Work instructions:
All that is wanted is the span of lines from the one with "Expected behaviour: for every instance of the man in navy" to the last line of the data, copied exactly.

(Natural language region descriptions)

▬▬▬▬▬▬▬▬▬▬

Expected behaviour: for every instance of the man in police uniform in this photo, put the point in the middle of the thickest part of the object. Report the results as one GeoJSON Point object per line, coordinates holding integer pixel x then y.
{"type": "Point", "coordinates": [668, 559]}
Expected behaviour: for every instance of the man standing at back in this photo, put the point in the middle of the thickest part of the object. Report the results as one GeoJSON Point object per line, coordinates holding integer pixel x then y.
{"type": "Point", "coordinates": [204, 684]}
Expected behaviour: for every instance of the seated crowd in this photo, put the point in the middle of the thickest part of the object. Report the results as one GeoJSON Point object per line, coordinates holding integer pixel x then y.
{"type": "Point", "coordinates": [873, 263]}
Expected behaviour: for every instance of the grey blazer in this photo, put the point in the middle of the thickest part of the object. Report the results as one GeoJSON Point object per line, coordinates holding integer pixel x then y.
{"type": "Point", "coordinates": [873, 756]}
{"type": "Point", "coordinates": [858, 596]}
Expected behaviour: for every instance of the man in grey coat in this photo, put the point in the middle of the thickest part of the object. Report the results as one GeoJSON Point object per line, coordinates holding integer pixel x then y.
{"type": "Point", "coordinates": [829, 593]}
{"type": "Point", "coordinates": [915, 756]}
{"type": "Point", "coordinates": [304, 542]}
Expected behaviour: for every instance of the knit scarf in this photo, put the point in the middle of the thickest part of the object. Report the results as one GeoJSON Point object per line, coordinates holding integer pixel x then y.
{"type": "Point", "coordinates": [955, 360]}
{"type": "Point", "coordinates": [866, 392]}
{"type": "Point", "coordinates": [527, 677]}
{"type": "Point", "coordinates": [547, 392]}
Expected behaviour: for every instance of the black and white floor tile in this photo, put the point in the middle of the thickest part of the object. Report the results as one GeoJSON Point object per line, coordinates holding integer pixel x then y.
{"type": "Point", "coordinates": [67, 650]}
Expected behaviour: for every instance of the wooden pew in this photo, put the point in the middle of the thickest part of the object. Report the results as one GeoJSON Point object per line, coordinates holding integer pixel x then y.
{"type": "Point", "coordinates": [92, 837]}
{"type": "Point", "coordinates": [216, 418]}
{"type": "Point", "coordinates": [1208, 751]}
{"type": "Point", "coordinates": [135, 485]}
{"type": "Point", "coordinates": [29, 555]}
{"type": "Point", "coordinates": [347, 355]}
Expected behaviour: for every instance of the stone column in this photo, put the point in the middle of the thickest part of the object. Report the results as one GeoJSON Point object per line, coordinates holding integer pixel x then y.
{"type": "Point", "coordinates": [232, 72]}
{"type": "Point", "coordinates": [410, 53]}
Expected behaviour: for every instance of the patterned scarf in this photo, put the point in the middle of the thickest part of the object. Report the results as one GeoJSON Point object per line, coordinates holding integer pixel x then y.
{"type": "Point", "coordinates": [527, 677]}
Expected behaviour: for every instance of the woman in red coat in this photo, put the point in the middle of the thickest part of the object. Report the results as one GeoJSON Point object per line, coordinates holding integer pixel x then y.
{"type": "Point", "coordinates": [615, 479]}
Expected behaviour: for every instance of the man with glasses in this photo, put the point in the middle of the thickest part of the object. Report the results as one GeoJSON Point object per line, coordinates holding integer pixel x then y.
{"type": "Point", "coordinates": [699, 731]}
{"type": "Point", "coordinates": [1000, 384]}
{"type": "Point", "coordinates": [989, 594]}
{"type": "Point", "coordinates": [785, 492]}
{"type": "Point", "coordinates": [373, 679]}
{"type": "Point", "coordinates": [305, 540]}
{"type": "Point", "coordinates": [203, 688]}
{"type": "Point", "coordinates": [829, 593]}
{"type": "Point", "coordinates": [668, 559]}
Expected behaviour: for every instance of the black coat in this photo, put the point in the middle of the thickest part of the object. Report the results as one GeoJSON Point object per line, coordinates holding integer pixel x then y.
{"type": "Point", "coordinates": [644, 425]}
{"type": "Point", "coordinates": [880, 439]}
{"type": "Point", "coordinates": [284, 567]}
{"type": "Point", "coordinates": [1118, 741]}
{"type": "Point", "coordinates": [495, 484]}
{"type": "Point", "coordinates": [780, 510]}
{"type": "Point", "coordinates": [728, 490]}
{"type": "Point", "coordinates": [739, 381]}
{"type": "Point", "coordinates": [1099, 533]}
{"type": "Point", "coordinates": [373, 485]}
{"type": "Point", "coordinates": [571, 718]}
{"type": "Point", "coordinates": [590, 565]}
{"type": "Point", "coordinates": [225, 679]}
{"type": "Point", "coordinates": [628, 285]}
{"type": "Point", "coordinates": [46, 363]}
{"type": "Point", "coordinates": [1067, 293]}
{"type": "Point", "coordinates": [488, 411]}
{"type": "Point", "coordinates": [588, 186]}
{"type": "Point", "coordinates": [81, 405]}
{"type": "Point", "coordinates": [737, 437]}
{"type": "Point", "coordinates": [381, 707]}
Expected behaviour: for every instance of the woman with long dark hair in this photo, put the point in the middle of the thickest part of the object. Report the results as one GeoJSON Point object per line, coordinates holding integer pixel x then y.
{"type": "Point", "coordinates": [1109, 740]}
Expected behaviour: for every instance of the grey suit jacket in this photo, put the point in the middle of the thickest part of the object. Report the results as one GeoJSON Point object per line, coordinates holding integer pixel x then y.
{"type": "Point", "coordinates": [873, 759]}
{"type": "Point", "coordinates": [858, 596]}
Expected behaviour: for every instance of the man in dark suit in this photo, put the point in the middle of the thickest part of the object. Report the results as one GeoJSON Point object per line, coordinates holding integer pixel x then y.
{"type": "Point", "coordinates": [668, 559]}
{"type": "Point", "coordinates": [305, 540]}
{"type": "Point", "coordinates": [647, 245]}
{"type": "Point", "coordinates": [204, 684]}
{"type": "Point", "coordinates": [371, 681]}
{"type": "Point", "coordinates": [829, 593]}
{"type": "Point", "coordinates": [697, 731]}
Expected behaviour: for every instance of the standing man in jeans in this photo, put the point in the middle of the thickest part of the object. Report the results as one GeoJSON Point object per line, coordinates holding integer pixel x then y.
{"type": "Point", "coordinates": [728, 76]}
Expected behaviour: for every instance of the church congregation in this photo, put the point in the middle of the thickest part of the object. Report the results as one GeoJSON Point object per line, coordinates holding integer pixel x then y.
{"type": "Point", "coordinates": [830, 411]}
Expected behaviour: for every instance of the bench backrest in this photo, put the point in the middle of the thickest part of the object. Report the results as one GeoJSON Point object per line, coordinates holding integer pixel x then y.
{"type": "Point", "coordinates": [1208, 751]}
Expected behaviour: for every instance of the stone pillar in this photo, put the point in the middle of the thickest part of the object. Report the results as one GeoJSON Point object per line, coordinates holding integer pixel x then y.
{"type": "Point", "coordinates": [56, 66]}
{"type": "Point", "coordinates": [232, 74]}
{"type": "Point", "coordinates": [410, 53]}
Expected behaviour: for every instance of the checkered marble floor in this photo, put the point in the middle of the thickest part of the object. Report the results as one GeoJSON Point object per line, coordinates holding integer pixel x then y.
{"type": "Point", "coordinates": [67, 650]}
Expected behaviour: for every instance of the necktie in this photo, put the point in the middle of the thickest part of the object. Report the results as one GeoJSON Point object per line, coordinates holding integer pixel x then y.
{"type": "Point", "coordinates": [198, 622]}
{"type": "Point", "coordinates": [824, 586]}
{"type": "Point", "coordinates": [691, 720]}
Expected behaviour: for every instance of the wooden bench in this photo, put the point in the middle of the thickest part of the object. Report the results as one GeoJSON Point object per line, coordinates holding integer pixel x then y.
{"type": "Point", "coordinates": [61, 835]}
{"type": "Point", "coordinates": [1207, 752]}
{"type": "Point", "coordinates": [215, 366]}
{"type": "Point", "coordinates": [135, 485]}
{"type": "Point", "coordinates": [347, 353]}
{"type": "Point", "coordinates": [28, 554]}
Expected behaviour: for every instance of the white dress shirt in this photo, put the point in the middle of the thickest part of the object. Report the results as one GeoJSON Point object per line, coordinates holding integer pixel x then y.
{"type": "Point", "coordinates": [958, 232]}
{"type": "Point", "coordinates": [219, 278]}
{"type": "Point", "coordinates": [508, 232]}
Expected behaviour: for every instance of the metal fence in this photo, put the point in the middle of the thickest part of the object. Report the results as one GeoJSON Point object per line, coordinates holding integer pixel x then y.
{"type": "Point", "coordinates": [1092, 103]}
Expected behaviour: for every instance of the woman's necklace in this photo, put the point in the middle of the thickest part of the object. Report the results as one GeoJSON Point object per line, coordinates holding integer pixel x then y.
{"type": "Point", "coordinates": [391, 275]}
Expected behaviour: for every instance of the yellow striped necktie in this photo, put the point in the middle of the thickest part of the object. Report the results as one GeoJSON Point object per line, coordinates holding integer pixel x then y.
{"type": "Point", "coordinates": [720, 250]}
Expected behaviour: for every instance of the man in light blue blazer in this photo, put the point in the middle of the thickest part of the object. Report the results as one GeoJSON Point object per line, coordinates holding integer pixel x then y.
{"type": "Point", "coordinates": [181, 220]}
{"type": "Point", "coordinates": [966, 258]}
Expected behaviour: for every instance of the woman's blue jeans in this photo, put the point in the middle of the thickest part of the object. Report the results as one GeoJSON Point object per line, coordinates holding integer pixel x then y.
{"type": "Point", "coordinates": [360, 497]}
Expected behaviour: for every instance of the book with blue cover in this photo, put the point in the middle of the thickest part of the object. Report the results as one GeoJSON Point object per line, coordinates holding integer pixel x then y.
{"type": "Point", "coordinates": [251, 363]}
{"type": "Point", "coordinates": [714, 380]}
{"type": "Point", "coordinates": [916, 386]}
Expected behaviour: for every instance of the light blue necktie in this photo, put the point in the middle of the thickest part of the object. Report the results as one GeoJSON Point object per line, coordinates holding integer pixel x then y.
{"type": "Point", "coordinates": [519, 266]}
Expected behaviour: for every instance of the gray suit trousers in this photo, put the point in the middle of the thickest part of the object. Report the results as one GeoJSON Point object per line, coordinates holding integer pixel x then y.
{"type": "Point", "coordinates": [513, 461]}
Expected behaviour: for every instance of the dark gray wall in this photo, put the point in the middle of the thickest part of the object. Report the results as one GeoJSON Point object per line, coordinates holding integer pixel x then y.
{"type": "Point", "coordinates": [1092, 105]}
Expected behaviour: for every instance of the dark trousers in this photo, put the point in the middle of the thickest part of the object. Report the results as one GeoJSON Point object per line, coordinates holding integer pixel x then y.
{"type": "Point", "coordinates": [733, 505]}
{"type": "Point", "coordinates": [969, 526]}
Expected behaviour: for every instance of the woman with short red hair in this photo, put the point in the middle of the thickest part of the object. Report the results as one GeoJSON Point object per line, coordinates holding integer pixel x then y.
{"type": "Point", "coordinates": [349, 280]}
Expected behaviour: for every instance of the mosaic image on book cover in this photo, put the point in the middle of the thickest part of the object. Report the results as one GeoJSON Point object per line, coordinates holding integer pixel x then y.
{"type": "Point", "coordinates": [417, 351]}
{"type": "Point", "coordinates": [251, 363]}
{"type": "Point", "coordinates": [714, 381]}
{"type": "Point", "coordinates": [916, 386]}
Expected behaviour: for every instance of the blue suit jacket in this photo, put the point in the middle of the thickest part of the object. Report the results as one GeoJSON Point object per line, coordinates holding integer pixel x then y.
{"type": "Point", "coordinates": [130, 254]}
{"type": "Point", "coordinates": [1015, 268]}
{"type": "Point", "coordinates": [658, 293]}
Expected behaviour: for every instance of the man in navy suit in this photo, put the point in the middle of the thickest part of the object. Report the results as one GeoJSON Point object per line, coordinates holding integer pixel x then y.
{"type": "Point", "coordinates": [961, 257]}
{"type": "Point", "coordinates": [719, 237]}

▬▬▬▬▬▬▬▬▬▬

Response area:
Expected behaviour: for every instance of the man in navy suit in this photo, put the point in the middle of the thickest part of the object. Report the results as one GeoJSON Point object per line, coordinates holding integer pixel x then y.
{"type": "Point", "coordinates": [961, 257]}
{"type": "Point", "coordinates": [719, 237]}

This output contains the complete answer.